# This file runs and tests the Random Forest pkl model

In [79]:
import pandas as pd
import numpy as np
import joblib
import gensim
from nltk.tokenize import word_tokenize
import string
from sklearn.metrics import classification_report
import dataframe_image as dfi

from IPython.core.interactiveshell import InteractiveShell 
InteractiveShell.ast_node_interactivity = "all"
import warnings
warnings.filterwarnings('ignore')

mod = joblib.load('../Data/best_model.pkl')
w2v_mod = joblib.load('../Data/w2v_model.pkl')
data = pd.read_csv('../Data/2.5k_reviews.csv')
stopwords = list(pd.read_csv("../Data/stop_words.csv")["words"]) 

## 1.) Get initial impression with one sample

In [48]:
test_case = data.sample(1)
——
#### THE TASK:
Extend the Random Forest testing notebook above, picking up right after its last line.

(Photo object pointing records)
——
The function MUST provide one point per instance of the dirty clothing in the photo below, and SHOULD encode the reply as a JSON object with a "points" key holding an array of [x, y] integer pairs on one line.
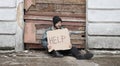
{"points": [[44, 37], [73, 51]]}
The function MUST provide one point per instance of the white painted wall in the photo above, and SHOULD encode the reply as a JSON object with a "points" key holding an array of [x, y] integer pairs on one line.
{"points": [[10, 28], [103, 24]]}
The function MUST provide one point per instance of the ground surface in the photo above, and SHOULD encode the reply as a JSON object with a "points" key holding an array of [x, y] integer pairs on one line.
{"points": [[40, 58]]}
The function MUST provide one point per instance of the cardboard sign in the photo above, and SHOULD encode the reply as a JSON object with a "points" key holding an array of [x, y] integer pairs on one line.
{"points": [[59, 39]]}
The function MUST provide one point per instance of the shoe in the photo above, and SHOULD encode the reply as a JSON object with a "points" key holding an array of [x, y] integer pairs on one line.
{"points": [[80, 57], [88, 55], [56, 54]]}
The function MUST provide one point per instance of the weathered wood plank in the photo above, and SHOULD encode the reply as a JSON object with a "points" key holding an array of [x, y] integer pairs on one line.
{"points": [[70, 8], [61, 14], [104, 4], [62, 1], [7, 28], [104, 15], [77, 36], [42, 22], [72, 19], [104, 29], [8, 14], [103, 42], [7, 41], [30, 33], [7, 3]]}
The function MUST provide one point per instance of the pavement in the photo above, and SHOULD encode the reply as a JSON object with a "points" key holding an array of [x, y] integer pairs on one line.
{"points": [[41, 58]]}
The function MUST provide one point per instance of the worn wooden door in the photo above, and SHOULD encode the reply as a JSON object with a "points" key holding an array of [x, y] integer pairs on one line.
{"points": [[38, 17]]}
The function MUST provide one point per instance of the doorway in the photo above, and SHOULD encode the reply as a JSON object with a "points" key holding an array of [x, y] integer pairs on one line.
{"points": [[38, 17]]}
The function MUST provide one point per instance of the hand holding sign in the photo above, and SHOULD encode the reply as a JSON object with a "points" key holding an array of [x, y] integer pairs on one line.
{"points": [[58, 40]]}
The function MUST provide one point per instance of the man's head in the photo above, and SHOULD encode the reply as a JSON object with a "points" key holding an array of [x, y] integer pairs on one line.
{"points": [[57, 22]]}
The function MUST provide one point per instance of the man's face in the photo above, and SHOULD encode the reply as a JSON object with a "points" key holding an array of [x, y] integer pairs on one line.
{"points": [[58, 25]]}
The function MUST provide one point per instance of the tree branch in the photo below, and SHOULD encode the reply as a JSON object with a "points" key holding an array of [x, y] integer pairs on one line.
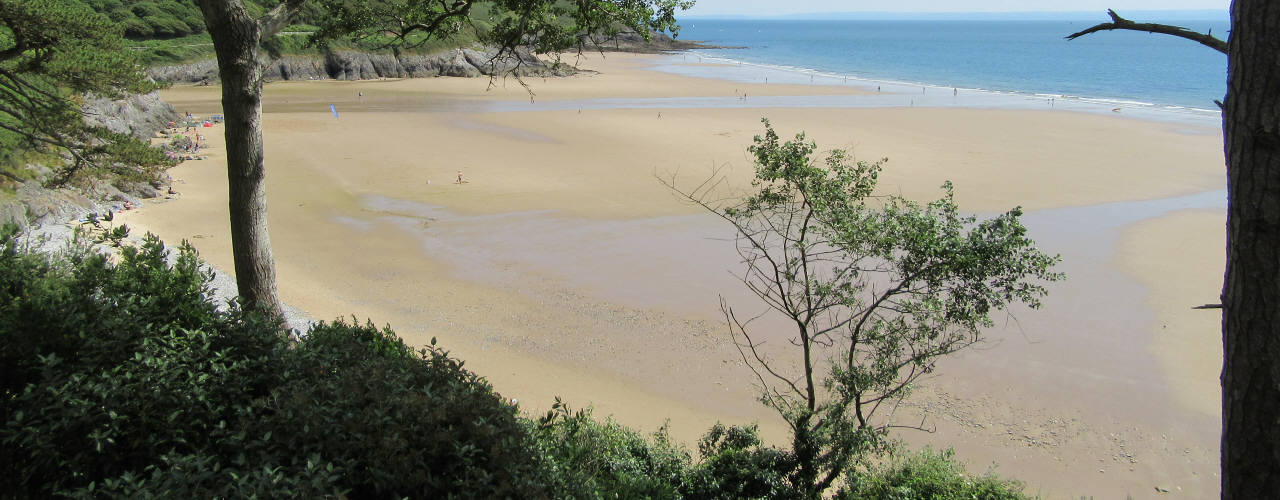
{"points": [[1121, 23]]}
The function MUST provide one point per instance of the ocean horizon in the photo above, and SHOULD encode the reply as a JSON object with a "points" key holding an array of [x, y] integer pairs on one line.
{"points": [[1028, 59]]}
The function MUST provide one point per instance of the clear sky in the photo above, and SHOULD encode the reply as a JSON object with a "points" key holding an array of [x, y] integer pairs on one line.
{"points": [[800, 7]]}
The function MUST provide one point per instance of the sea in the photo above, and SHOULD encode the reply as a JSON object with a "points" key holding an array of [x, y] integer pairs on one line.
{"points": [[991, 63]]}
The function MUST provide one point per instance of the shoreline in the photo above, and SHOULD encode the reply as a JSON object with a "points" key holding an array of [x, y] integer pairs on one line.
{"points": [[580, 278], [899, 93]]}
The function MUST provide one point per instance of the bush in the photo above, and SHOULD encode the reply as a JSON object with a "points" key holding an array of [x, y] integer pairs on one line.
{"points": [[927, 475], [606, 459], [736, 466], [127, 380]]}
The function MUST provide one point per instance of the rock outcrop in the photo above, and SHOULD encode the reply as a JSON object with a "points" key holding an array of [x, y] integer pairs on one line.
{"points": [[351, 65], [36, 205], [138, 115]]}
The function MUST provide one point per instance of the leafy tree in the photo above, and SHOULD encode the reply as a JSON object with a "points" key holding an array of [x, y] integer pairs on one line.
{"points": [[876, 288], [1251, 320], [238, 37], [51, 54]]}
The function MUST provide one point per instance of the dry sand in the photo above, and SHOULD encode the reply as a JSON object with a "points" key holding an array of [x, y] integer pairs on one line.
{"points": [[563, 267]]}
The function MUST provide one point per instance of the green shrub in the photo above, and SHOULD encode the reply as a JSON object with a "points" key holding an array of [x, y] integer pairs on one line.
{"points": [[126, 380], [606, 459], [736, 466], [928, 475]]}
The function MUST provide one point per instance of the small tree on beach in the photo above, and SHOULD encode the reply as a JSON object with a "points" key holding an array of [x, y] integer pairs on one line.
{"points": [[1251, 288], [874, 289], [238, 36]]}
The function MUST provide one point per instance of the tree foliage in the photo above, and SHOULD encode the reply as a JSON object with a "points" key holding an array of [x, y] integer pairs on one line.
{"points": [[876, 288], [126, 380], [53, 53]]}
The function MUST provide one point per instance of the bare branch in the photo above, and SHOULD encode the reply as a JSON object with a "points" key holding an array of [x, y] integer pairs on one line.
{"points": [[1121, 23]]}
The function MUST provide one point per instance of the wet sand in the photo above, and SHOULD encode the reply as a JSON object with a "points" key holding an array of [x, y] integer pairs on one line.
{"points": [[562, 266]]}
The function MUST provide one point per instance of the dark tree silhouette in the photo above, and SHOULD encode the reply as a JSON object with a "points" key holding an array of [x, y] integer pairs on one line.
{"points": [[1251, 290]]}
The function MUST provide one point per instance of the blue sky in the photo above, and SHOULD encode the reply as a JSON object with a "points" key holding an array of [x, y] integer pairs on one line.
{"points": [[764, 8]]}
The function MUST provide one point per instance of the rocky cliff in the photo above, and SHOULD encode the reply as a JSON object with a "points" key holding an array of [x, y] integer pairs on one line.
{"points": [[33, 203], [351, 65]]}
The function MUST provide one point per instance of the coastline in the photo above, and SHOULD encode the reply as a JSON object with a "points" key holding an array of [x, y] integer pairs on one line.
{"points": [[562, 267]]}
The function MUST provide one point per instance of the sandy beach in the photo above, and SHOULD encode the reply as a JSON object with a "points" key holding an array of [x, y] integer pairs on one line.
{"points": [[563, 267]]}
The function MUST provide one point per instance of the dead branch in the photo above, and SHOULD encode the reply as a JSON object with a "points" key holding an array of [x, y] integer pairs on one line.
{"points": [[1121, 23]]}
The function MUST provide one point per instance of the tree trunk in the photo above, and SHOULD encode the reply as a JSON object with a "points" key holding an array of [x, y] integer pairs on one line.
{"points": [[1251, 296], [236, 40]]}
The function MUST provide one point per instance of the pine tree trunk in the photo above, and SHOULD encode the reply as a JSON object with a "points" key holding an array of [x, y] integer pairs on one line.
{"points": [[236, 40], [1251, 296]]}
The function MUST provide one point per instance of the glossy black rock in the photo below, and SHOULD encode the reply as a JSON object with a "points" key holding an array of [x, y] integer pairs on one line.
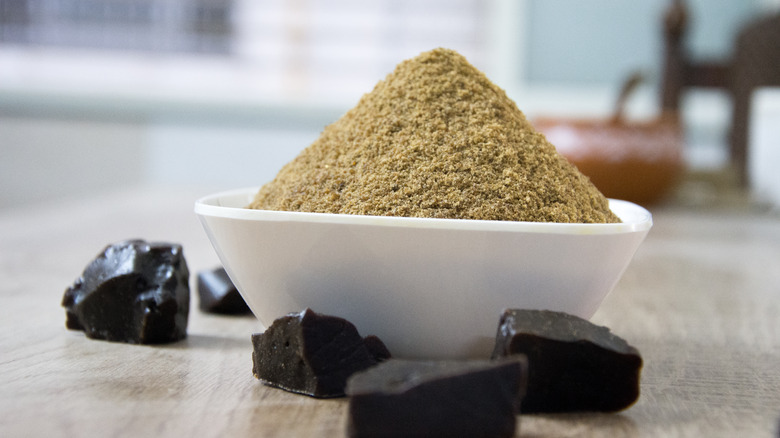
{"points": [[573, 365], [313, 354], [134, 292], [474, 398], [217, 294]]}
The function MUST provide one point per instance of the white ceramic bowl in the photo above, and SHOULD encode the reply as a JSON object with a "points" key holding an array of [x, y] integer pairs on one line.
{"points": [[429, 288]]}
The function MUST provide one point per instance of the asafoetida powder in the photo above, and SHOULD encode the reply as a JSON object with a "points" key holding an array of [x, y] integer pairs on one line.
{"points": [[436, 138]]}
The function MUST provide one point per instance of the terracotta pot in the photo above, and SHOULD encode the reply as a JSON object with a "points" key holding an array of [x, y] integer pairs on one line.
{"points": [[637, 162]]}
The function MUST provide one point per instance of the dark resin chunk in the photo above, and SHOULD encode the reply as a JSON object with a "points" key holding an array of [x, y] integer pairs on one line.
{"points": [[217, 294], [474, 398], [573, 365], [134, 292], [313, 354]]}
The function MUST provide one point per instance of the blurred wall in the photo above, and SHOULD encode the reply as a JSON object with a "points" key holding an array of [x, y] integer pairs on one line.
{"points": [[74, 121]]}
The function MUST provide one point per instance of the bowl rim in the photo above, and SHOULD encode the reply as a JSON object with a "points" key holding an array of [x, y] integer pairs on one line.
{"points": [[226, 204]]}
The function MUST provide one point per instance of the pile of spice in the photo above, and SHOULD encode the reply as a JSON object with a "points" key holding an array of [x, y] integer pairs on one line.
{"points": [[436, 138]]}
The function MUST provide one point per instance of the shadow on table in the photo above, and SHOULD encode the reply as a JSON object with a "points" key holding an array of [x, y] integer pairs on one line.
{"points": [[591, 424], [200, 341]]}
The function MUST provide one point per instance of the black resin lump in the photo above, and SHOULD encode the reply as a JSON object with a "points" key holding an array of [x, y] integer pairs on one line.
{"points": [[217, 294], [134, 292], [473, 398], [313, 354], [573, 365]]}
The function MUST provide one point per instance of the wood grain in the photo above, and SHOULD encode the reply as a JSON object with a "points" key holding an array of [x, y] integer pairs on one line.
{"points": [[701, 301]]}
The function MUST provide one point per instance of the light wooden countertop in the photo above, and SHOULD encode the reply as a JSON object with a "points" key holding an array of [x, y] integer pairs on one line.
{"points": [[701, 301]]}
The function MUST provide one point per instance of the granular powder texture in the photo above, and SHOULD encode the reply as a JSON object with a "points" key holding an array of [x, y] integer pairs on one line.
{"points": [[436, 138]]}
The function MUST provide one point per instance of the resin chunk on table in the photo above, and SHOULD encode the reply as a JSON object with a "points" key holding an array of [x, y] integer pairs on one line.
{"points": [[313, 354], [573, 365], [475, 398], [134, 291]]}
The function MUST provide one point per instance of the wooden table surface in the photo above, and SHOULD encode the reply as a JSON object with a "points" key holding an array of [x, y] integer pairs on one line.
{"points": [[701, 301]]}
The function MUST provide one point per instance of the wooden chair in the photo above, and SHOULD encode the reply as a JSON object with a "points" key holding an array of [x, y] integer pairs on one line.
{"points": [[755, 63]]}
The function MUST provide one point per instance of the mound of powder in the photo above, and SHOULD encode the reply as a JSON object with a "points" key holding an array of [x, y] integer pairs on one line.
{"points": [[436, 138]]}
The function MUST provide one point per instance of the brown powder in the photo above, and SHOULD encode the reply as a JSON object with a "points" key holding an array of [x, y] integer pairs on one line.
{"points": [[435, 139]]}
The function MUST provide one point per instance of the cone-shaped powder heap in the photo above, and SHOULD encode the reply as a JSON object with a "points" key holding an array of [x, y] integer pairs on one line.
{"points": [[436, 139]]}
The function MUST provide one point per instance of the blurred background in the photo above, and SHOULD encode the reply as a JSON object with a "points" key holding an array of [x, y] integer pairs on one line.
{"points": [[103, 94]]}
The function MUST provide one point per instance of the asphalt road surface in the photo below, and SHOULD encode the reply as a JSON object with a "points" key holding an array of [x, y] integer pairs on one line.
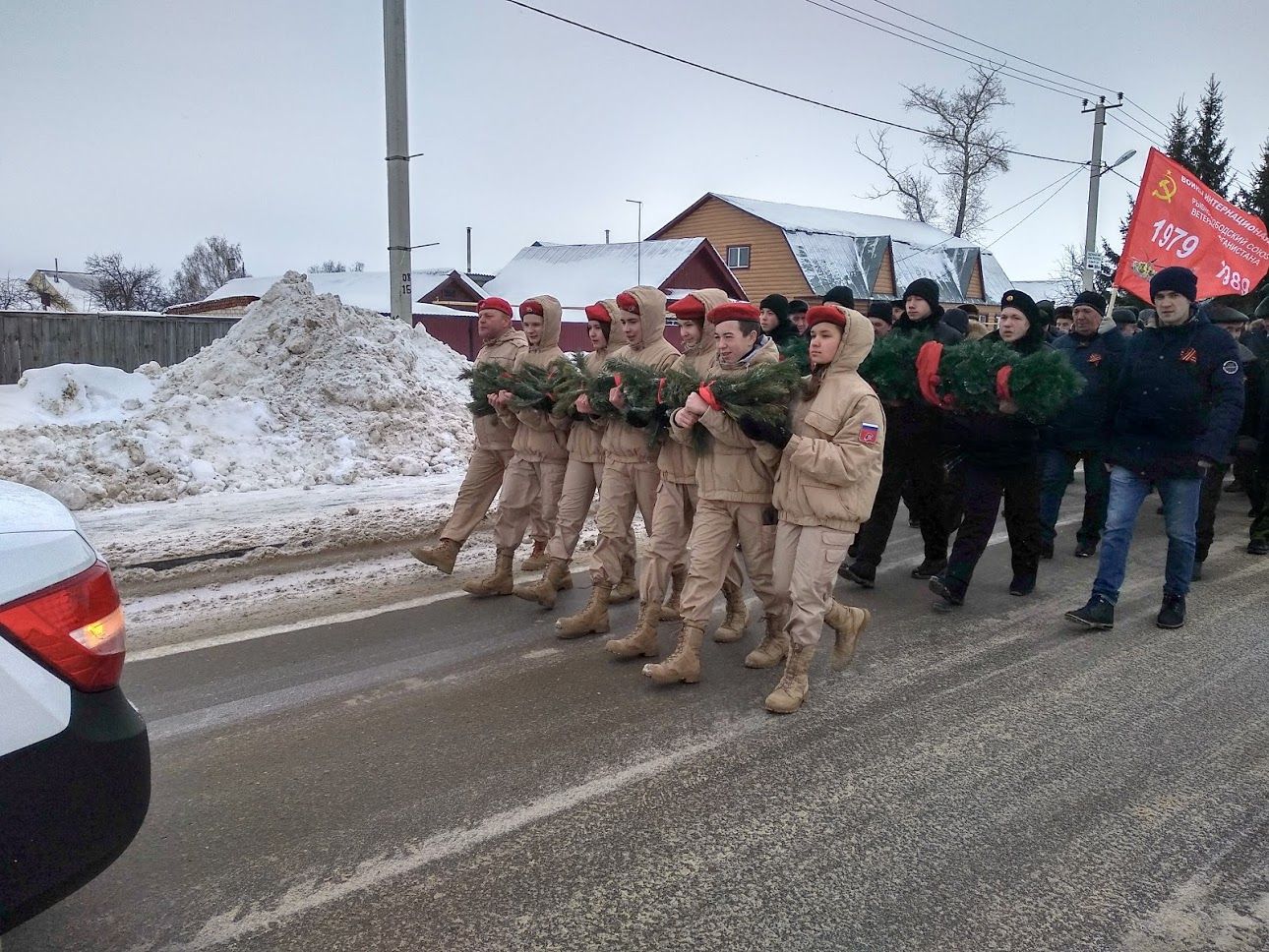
——
#### TASK OUTPUT:
# Basically what we did in 02_featureEngineering.ipynb as we need to prepare the vector space features again
def preprocess(text):
    text = text.lower() # Convert to lowercase
    text = ''.join([word for word in text if word not in string.punctuation]) # Remove punctuation
    tokens = word_tokenize(text) # Splits string into a list of words (tokenizing)
    tokens = [word for word in tokens if word not in stopwords] # Remove stopwords (common words in English)
    return ' '.join(tokens) # Return full string

X = test_case.review.apply(preprocess) # Apply for all reviews

def vectorize(sentence):
    words = sentence.split() # Split sentence into list of words
    words_vecs = [w2v_mod.wv[word] for word in words if word in w2v_mod.wv] # Return word vectors 
    if len(words_vecs) == 0: 
        return np.zeros(100) # Vector space set to 100 Dimensions
    words_vecs = np.array(words_vecs)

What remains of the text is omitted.